▶ Complete the following:
A) From the article on the album Vice & Virtue, extract the passage between "Jimmy Needham chronology" and "May 4, 2015.", inclusive.
B) Decide whether each statement agrees with the article on the album Vice & Virtue. Answer yes or no for each, and quote the words of the article that settle it. (i) Platinum Pop released the album on May 4, 2015. (ii) Christopher Smith gave the album four and a half stars for Jesus Freak Hideout. (iii) Rob Birtley rated the album nine out of ten for Cross Rhythms.

▶ Selected text:
Studio album by Jimmy Needham
- Released: May 4, 2015
- Genres: Contemporary Christian music, R&B, soul
- Length: 40:07
- Label: Platinum Pop

Jimmy Needham chronology
| The Hymns Sessions, Vol. 1 (2013) | Vice & Virtue (2015) |  |

= Vice & Virtue =

Vice & Virtue is the fifth studio album by Jimmy Needham. Platinum Pop released the album on May 4, 2015.

==Critical reception==

Andy Argyrakis, awarding the album four stars for CCM Magazine, writes, "Armed with an ultra-smooth voice and some seriously contagious R&B grooves, Jimmy Needham could just as readily rule the dance floor as stir the soul." Signaling in a four star review by Jesus Freak Hideout, Christopher Smith recognizes, "If you want creative music with convicting lyrics stuck in your head all day, Vice & Virtue delivers it in spades." Caitlin Lassiter, indicating in a four and a half star review for New Release Tuesday, realizes, "Vice & Virtue isn't the norm for Christian music, but that proves to be a very good thing here."

Giving the album a nine out of ten from Cross Rhythms, Rob Birtley states, "A highly original work." Barry Westman, indicating in a four and a half star review for Worship Leader, says, "a superior album that steps into uncharted waters in many ways...Vice & Virtue takes Needham's R&B, soul-filled music to a new level, both musically and lyrically...Needham has a special knack for keen wordplay, which forces the listener to actually digest the lyrics carefully." Rating the album a four out of five from The Phantom Tollbooth, Derek Walker recognizes, "Needham has only grown his reputation with this solid release."

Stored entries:

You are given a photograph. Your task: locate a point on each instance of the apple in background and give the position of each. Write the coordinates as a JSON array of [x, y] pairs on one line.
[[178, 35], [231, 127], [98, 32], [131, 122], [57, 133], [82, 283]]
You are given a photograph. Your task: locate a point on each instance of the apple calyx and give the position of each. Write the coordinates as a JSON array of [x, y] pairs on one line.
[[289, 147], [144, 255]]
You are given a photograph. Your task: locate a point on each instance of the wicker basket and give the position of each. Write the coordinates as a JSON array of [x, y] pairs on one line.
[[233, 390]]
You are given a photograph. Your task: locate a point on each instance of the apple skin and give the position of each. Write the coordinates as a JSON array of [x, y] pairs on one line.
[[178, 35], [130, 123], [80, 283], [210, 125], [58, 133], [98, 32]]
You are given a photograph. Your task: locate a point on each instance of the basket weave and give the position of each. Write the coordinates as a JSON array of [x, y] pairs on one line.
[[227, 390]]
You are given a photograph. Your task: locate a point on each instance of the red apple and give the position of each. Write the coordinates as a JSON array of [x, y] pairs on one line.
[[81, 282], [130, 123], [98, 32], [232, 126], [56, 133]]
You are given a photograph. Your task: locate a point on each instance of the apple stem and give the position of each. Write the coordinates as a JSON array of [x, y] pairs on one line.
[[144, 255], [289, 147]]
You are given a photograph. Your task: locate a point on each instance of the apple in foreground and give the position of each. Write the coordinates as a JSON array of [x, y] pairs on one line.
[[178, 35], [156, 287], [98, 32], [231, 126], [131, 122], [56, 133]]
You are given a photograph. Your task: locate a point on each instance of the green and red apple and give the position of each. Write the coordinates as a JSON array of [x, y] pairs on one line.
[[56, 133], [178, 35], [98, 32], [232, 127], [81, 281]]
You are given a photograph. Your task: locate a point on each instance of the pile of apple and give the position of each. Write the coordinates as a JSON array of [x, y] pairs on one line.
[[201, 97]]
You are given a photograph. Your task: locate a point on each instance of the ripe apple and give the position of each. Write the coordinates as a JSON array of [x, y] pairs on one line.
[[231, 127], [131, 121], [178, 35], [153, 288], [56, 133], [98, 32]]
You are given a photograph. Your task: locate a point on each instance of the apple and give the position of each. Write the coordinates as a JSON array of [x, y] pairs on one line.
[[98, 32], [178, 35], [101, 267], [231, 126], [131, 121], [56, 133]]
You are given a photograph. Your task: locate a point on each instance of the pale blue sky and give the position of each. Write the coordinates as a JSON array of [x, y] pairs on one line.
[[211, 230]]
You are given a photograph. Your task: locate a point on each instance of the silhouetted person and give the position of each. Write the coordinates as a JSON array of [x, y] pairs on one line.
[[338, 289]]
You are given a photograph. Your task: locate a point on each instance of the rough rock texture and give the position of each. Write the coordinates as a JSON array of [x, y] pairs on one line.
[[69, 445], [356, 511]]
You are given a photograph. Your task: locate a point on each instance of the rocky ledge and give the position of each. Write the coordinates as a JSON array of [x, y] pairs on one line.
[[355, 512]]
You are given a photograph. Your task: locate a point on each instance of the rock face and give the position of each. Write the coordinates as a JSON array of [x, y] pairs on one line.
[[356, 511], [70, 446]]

▶ Correct answers:
A)
Jimmy Needham chronology
| The Hymns Sessions, Vol. 1 (2013) | Vice & Virtue (2015) |  |

= Vice & Virtue =

Vice & Virtue is the fifth studio album by Jimmy Needham. Platinum Pop released the album on May 4, 2015.

B)
(i) Yes: "Platinum Pop released the album on May 4, 2015."
(ii) No: "Signaling in a four star review by Jesus Freak Hideout, Christopher Smith recognizes"
(iii) Yes: "Giving the album a nine out of ten from Cross Rhythms, Rob Birtley states"